> [Available data]

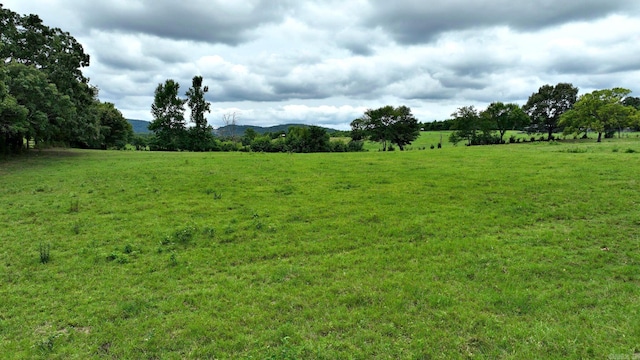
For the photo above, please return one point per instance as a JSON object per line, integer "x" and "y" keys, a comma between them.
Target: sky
{"x": 325, "y": 62}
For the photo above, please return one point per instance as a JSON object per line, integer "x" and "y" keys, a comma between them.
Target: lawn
{"x": 512, "y": 251}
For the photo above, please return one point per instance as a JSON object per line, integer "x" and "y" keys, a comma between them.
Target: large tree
{"x": 387, "y": 125}
{"x": 168, "y": 123}
{"x": 51, "y": 115}
{"x": 60, "y": 58}
{"x": 466, "y": 124}
{"x": 115, "y": 130}
{"x": 602, "y": 111}
{"x": 547, "y": 105}
{"x": 13, "y": 118}
{"x": 504, "y": 117}
{"x": 200, "y": 135}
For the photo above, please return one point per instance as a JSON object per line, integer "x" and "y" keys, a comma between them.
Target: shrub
{"x": 355, "y": 145}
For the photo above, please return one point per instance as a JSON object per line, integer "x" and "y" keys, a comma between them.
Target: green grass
{"x": 512, "y": 251}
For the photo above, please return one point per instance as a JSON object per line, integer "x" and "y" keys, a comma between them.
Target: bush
{"x": 338, "y": 146}
{"x": 355, "y": 145}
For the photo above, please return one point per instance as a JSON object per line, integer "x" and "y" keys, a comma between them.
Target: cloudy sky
{"x": 325, "y": 62}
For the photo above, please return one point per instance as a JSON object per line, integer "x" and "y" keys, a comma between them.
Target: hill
{"x": 504, "y": 251}
{"x": 238, "y": 130}
{"x": 141, "y": 127}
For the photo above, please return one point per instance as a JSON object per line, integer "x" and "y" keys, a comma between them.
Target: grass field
{"x": 517, "y": 251}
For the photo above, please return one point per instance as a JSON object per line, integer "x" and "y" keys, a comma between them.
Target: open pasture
{"x": 512, "y": 251}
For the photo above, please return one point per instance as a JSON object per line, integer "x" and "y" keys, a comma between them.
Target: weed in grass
{"x": 128, "y": 249}
{"x": 46, "y": 345}
{"x": 216, "y": 195}
{"x": 45, "y": 253}
{"x": 74, "y": 207}
{"x": 185, "y": 235}
{"x": 118, "y": 258}
{"x": 76, "y": 228}
{"x": 209, "y": 232}
{"x": 575, "y": 150}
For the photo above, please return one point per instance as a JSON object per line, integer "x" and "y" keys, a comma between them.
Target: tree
{"x": 200, "y": 135}
{"x": 547, "y": 105}
{"x": 505, "y": 117}
{"x": 602, "y": 111}
{"x": 59, "y": 58}
{"x": 466, "y": 123}
{"x": 168, "y": 123}
{"x": 50, "y": 115}
{"x": 632, "y": 101}
{"x": 13, "y": 119}
{"x": 115, "y": 130}
{"x": 387, "y": 125}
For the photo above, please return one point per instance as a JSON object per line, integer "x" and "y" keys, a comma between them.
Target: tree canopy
{"x": 547, "y": 105}
{"x": 602, "y": 111}
{"x": 42, "y": 69}
{"x": 387, "y": 125}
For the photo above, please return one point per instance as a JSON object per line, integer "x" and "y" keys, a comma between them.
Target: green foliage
{"x": 200, "y": 135}
{"x": 602, "y": 111}
{"x": 115, "y": 130}
{"x": 466, "y": 123}
{"x": 547, "y": 105}
{"x": 308, "y": 260}
{"x": 168, "y": 123}
{"x": 45, "y": 78}
{"x": 307, "y": 139}
{"x": 387, "y": 125}
{"x": 504, "y": 117}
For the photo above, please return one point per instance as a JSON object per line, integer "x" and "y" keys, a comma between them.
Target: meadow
{"x": 492, "y": 252}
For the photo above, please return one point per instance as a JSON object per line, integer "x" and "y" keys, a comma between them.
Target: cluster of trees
{"x": 170, "y": 131}
{"x": 298, "y": 139}
{"x": 387, "y": 125}
{"x": 549, "y": 110}
{"x": 44, "y": 97}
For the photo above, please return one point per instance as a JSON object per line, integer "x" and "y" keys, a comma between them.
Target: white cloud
{"x": 325, "y": 62}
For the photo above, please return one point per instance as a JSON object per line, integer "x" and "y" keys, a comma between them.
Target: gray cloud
{"x": 416, "y": 21}
{"x": 325, "y": 62}
{"x": 226, "y": 22}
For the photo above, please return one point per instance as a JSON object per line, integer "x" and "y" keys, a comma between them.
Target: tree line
{"x": 171, "y": 133}
{"x": 550, "y": 110}
{"x": 44, "y": 97}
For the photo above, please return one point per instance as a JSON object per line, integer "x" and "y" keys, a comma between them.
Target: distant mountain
{"x": 142, "y": 127}
{"x": 139, "y": 126}
{"x": 238, "y": 130}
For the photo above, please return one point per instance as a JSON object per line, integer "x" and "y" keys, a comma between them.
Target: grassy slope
{"x": 494, "y": 252}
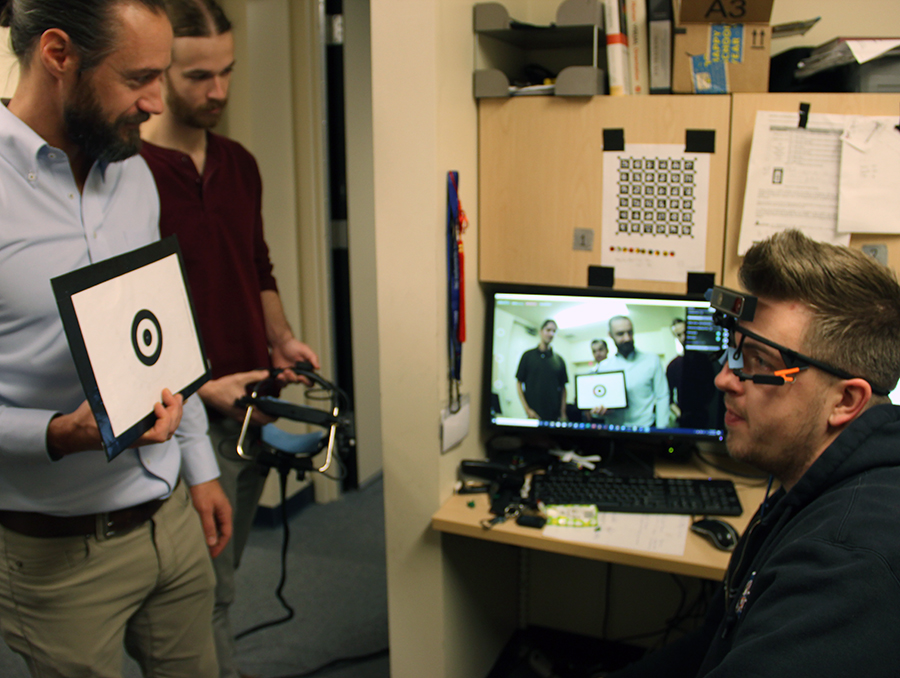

> [Action item] Make an exact copy of the data, leaving its pictures out.

> [Response area]
For the photo above, please return one point per instance as a JSON object per line, integer "x" and "y" keys, a comma between them.
Target: sky
{"x": 325, "y": 62}
For the photo above, please return one point per instance as a JSON object per line, integer "x" and "y" keys, a comma between them.
Target: lawn
{"x": 512, "y": 251}
For the photo above, please return one point per instance as a JSON object per line, integer "x" and "y" keys, a comma between them.
Target: large tree
{"x": 387, "y": 125}
{"x": 168, "y": 123}
{"x": 51, "y": 115}
{"x": 60, "y": 58}
{"x": 466, "y": 124}
{"x": 115, "y": 130}
{"x": 602, "y": 111}
{"x": 547, "y": 105}
{"x": 13, "y": 118}
{"x": 504, "y": 117}
{"x": 200, "y": 135}
For the photo above, please return one point per instance as a JSON object per line, integer "x" and "y" keys, a comma between them.
Target: shrub
{"x": 355, "y": 145}
For the photo above, please return one point per instance as a JSON object per line, integer "x" and "y" keys, a comma between them.
Target: green grass
{"x": 512, "y": 251}
For the photo above, please return one point per instance as a JSON object per line, integer "x" and "y" keys, a comma between them.
Target: bush
{"x": 338, "y": 146}
{"x": 355, "y": 145}
For the photo above, please return one point per instance as a JSON object per line, integer "x" and "y" keys, a comma between them.
Target: cloudy sky
{"x": 325, "y": 62}
For the photo above, please return one point per instance as a JSON object per line, integer "x" and "y" keys, a comma between them.
Target: hill
{"x": 504, "y": 251}
{"x": 238, "y": 130}
{"x": 141, "y": 127}
For the photo above, please return one point per instance as a JSON object per line, integer "x" and "y" keys, a comma between them.
Target: grass field
{"x": 517, "y": 251}
For the photo above, please return one point per instance as a JSON object per line, integer "x" and "y" keys, a comma between them.
Target: open pasture
{"x": 512, "y": 251}
For the photo above, please return one point per instance as a JSON object per line, integer "x" and "y" keys, a comma between them.
Target: weed in grass
{"x": 128, "y": 249}
{"x": 46, "y": 345}
{"x": 216, "y": 195}
{"x": 45, "y": 253}
{"x": 74, "y": 207}
{"x": 185, "y": 235}
{"x": 118, "y": 258}
{"x": 76, "y": 228}
{"x": 209, "y": 232}
{"x": 575, "y": 150}
For the photo above, please return one point per instance as a JSON object per line, integer "x" and "y" keys, a comma between them.
Target: tree
{"x": 200, "y": 135}
{"x": 547, "y": 105}
{"x": 505, "y": 117}
{"x": 602, "y": 111}
{"x": 59, "y": 58}
{"x": 466, "y": 123}
{"x": 168, "y": 123}
{"x": 50, "y": 115}
{"x": 632, "y": 101}
{"x": 13, "y": 119}
{"x": 115, "y": 130}
{"x": 387, "y": 125}
For the photo above, please return one point per instance as a JSON object per line, integer "x" and "y" keys, a comma between them.
Target: tree canopy
{"x": 547, "y": 105}
{"x": 602, "y": 111}
{"x": 42, "y": 69}
{"x": 387, "y": 125}
For the photo above, please return one point per instance as a JSON object per line, integer "x" and "y" keys, a comma between them.
Target: green foliage
{"x": 200, "y": 135}
{"x": 602, "y": 111}
{"x": 115, "y": 130}
{"x": 466, "y": 123}
{"x": 547, "y": 105}
{"x": 308, "y": 260}
{"x": 168, "y": 123}
{"x": 45, "y": 78}
{"x": 307, "y": 139}
{"x": 387, "y": 125}
{"x": 504, "y": 117}
For the photo above, please return one point per instance as a JSON object per line, integer "x" and "y" keys, a comma between them.
Target: meadow
{"x": 492, "y": 252}
For the photo above, please return one point per instance as a JSON object per line, integer "x" and "y" keys, a comma between them.
Target: cluster of trees
{"x": 170, "y": 131}
{"x": 298, "y": 139}
{"x": 387, "y": 125}
{"x": 549, "y": 110}
{"x": 44, "y": 97}
For the photo above, please return one point per instance as a JSON object per line, integer "x" and "y" keys, a comma between them.
Target: white cloud
{"x": 325, "y": 62}
For the photo above, please return one point per instance as a JSON object per line, integer "x" and "y" keys, a comma between them.
Target: gray cloud
{"x": 416, "y": 21}
{"x": 325, "y": 62}
{"x": 226, "y": 22}
For the photo above, please return one point per instance as a JSON object per line, integer "x" and "y" keys, a comma between them.
Target: tree line
{"x": 171, "y": 133}
{"x": 550, "y": 110}
{"x": 44, "y": 97}
For the photo above, please return one point per instance as a JSON object per line, integer "x" and "y" keys, a comma between them.
Target: distant mountain
{"x": 142, "y": 127}
{"x": 139, "y": 126}
{"x": 238, "y": 130}
For the photo above, please return one point per instance as a JSON object per line, integer "x" and "y" keys, a comma between them.
Target: grassy slope
{"x": 494, "y": 252}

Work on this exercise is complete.